--- Texto apresentado ---
A luta contra o primado de Toledo
«(…) Além disso surgiu, enquanto Jacinto visitava as dioceses
galegas, nova dificuldade, ou antes: uma velha questão, que dormia há vinte anos,
aparecia de novo: a luta entre Braga e Santiago. Tratava-se sobretudo das
pretensões de ambos ao bispado de Coimbra e aos dois bispados de Viseu e
Lamego, estes últimos dirigidos anteriormente por Coimbra e agora independentes.
Os arcebispos de Santiago tinham, não importa por que motivo, e desde os
primeiros anos de Inocêncio II, estado calados a respeito da sujeição dos três
bispados a Bragal; agora retomou o arcebispo Paio as suas antigas pretensões
que Calisto II confirmara por escrito. Igualmente renovou velhas queixas por
causa dos seus direitos a meia cidade de Braga e por causa dos votos de Santiago, que Braga se recusava
a pagar. Apresentou a Jacinto as suas queixas quando este se encontrava em
Orense e deu então ao legado, por conselho seu, dois clérigos que o
acompanhassem a Braga para aí, em presença do cardeal, pedirem contas ao arcebispo
João. É claro que João Peculiar impugnou tais pretensões; pois aquelas três
dioceses formavam o coração do Portugal daquele tempo, e, se Braga tivesse de
as abandonar, perderia a sua posição de metrópole de Portugal. Para remover
este dissídio perturbador, Jacinto marcou um dia para negociações em Tuy.

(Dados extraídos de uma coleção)
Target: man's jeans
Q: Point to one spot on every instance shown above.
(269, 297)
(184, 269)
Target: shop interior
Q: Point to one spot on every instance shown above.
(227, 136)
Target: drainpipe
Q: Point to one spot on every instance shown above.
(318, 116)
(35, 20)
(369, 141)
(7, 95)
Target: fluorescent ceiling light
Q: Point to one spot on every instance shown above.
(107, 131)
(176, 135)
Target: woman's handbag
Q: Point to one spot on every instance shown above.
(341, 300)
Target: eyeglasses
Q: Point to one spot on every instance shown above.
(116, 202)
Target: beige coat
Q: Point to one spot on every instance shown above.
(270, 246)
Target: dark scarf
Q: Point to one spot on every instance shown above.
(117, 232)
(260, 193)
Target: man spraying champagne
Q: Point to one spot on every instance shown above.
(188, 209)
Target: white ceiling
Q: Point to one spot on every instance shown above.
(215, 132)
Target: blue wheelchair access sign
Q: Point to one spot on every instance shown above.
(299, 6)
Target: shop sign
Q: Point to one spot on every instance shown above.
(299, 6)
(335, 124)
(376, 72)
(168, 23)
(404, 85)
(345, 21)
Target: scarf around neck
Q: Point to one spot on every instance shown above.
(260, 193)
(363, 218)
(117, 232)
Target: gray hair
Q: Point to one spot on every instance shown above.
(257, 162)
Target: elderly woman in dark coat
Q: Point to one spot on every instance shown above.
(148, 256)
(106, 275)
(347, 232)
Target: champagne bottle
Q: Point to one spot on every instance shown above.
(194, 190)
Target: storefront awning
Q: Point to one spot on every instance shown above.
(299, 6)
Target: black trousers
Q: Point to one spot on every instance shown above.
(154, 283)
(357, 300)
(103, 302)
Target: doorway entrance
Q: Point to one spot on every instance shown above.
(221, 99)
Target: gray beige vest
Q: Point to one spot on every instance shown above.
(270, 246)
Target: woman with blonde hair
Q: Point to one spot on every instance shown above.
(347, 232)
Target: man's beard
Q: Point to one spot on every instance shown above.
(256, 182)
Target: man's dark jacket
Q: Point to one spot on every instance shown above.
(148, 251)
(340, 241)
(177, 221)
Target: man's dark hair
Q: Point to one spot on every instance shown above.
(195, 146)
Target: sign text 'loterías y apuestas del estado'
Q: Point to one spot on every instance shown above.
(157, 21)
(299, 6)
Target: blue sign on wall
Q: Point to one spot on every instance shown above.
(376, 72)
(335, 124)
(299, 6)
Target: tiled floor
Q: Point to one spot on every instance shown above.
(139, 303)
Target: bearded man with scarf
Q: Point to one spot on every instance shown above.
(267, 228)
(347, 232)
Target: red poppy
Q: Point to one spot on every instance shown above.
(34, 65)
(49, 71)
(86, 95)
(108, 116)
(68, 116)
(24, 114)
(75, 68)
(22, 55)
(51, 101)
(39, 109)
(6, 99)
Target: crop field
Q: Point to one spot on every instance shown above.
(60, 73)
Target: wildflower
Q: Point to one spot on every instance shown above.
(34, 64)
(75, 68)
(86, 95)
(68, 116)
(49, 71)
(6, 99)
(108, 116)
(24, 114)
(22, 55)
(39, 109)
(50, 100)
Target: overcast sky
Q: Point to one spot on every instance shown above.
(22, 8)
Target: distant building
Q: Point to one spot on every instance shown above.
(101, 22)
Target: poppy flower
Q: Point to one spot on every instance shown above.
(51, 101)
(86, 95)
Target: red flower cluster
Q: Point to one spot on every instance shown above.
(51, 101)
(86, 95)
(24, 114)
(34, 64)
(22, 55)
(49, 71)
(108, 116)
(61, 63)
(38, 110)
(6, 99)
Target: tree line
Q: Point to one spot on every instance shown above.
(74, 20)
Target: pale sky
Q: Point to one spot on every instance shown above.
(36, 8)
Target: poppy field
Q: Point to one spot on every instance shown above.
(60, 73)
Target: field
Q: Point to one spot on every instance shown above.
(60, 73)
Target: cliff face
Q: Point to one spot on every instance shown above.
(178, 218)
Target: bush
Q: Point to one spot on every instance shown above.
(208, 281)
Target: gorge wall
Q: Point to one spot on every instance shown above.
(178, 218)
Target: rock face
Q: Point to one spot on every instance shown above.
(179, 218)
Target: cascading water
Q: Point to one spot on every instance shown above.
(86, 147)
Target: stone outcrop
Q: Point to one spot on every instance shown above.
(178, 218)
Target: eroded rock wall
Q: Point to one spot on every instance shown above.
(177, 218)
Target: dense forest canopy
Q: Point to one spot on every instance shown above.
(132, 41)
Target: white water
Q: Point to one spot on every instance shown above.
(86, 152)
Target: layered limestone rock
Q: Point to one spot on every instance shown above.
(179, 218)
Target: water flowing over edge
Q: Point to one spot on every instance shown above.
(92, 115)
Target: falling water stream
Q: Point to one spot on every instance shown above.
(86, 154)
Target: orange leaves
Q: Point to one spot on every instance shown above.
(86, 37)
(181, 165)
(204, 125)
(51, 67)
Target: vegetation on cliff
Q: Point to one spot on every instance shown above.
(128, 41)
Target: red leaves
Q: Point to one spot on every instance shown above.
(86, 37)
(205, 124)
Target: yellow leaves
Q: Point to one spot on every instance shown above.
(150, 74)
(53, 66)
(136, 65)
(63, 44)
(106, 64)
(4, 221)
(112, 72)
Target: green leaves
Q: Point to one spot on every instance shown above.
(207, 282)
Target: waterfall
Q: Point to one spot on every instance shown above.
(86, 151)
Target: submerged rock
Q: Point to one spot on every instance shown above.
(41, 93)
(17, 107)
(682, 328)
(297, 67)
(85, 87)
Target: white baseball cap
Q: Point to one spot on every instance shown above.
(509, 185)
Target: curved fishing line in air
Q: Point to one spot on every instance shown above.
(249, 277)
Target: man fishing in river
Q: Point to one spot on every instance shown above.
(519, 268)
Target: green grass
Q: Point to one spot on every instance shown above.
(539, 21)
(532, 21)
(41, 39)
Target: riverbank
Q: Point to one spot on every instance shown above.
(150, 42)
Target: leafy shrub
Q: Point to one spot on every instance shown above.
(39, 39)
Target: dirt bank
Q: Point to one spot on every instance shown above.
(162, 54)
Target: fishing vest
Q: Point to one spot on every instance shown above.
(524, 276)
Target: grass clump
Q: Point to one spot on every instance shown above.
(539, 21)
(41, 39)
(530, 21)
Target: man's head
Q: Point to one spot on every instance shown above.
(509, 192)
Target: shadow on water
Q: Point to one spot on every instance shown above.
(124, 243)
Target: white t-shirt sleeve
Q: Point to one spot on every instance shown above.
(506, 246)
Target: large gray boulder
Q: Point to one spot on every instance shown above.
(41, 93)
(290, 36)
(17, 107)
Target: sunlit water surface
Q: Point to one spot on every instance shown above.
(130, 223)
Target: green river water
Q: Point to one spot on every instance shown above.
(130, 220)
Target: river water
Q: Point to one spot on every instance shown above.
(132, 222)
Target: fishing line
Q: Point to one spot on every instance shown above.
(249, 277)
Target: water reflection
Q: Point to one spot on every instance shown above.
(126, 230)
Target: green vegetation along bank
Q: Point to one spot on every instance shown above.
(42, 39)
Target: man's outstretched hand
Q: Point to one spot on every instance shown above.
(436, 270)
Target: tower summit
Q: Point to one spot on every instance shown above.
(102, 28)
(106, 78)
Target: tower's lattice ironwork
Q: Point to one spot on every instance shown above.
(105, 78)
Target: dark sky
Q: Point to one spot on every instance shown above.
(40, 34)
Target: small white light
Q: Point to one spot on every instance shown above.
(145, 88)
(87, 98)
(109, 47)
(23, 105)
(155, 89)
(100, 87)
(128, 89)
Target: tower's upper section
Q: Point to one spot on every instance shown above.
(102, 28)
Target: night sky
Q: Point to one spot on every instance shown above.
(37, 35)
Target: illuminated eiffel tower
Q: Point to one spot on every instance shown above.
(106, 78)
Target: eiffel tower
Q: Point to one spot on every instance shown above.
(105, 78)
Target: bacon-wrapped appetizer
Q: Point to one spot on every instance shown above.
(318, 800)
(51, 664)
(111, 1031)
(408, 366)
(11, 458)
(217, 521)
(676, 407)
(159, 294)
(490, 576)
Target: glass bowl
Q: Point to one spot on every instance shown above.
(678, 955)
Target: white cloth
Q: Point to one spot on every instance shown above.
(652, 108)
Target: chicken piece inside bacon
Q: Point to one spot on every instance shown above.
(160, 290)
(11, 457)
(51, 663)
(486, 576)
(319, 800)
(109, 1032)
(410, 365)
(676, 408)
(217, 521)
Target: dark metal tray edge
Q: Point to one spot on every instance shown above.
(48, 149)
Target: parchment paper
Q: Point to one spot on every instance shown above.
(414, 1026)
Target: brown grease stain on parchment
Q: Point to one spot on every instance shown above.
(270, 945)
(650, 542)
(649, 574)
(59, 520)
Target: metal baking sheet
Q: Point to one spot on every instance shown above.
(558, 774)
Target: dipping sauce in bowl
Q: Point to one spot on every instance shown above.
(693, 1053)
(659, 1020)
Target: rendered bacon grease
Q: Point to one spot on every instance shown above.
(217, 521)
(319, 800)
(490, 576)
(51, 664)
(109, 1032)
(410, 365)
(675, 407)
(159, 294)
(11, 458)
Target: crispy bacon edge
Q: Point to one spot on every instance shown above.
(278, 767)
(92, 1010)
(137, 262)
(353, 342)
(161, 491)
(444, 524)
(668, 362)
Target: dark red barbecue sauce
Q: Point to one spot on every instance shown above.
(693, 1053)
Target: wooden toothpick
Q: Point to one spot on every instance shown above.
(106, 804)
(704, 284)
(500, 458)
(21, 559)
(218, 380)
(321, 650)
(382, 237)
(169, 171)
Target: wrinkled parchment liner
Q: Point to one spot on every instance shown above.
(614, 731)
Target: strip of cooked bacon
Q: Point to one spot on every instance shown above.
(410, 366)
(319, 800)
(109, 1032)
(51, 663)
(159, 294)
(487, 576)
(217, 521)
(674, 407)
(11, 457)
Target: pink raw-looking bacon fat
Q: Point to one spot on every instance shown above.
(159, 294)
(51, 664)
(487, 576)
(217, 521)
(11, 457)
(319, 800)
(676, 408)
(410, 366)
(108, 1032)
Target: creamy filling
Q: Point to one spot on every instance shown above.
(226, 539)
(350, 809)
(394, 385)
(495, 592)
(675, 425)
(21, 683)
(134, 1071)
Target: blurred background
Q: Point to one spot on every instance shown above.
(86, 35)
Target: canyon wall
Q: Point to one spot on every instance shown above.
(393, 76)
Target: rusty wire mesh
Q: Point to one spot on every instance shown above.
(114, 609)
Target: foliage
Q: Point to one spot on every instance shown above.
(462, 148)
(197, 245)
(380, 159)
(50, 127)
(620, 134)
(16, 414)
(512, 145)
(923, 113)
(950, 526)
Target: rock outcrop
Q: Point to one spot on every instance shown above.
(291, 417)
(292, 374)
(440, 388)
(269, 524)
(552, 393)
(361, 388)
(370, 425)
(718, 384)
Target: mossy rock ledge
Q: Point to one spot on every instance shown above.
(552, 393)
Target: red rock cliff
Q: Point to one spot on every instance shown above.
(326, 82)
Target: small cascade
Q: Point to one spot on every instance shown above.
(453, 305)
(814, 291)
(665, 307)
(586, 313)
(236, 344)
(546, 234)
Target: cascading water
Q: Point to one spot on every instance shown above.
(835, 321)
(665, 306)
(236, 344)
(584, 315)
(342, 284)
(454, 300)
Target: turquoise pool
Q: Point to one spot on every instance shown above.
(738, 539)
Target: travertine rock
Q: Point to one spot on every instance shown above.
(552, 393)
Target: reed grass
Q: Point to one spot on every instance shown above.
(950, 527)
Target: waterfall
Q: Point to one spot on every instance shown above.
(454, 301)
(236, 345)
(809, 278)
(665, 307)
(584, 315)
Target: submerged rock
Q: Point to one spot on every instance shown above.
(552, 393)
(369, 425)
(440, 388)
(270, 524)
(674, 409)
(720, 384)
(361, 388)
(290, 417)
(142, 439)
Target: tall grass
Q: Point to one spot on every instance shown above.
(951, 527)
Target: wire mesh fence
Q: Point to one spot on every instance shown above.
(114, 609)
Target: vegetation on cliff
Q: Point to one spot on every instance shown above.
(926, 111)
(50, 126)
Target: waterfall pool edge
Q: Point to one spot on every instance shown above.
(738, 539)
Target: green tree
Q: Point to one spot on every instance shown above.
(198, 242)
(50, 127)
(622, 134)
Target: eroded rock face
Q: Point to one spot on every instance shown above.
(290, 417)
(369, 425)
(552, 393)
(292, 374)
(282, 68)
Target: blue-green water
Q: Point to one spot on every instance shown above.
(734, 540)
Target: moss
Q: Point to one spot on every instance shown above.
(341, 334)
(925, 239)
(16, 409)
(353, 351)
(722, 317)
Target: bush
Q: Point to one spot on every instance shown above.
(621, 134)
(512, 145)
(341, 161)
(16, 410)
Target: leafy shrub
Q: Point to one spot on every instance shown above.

--- Tarefas a cumprir ---
a) No texto sobre a disputa entre Braga e Santiago, explique por que João Peculiar impugnou as pretensões do arcebispo Paio. Responda em uma a três frases.
b) Prossiga o texto sobre a disputa entre Braga e Santiago a partir da última frase apresentada.

--- Respostas às tarefas ---
a) João Peculiar impugnou essas pretensões porque as dioceses de Coimbra, Viseu e Lamego formavam o coração do Portugal daquele tempo. Se Braga tivesse de as abandonar, perderia a sua posição de metrópole de Portugal.

b)
Entretanto, visitava o cardeal outras cidades portuguesas.
Sabemos que a 8 de Outubro de 1154
se encontrava em Coimbra, onde foi recebido pelos cónegos de Santa Cruz em
procissão solene. No dia 4 de Novembro de 1154
estava em Tibães, perto de
Braga, portanto já de regresso para o norte, e aí concedeu ao mosteiro de Santa
Cruz novo privilégio. A 10 de Novembro assinou uma carta ou diploma a favor de
Refóios Lima, e a 15 de Novembro encontrava-se em Tuy, donde concedeu
privilégio ao mencionado mosteiro, que deste forma vinha a ser o quarto
mosteiro isento ou de protecção papal. Ocupou-se pois das necessidades das igrejas
portuguesas e seguramente não deixou de se pôr em contacto com Afonso Henriques. Então em Tuy teve
lugar a negociação entre os arcebispos de Braga e Compostela. Uns bons seis
dias se discutiu, apresentando-se mutuamente os privilégios papais e outros documentos,
e nada se calando do que podia ser lançado em rosto ao adversário; os bracarenses
trouxeram à baila o próprio roubo das relíquias, levado a efeito pelos
compostelanos cinquenta anos antes. Jacinto esforçou-se o mais que pode por
conseguir um acordo; não queria fazer perigar o êxito do concílio iminente. Mas
tudo foi debalde; teve de ordenar aos dois partidos que levassem mais uma vez a
julgamento as suas divergências, precisamente ao concílio que havia sido
convocado para Valladolid, para Janeiro de 1155.
Ambos os arcebispos prometeram aparecer neste concílio.
João Peculiar, porém, faltou ao prometido. Apesar de toda a
prudência e de todas as tentativas de conciliação feitas pelo cardeal, bem
sabia que nada tinha a esperar dum concílio reunido na presença de Afonso VII
de Castela e em que os bispos leoneses e castelhanos formavam enorme maioria.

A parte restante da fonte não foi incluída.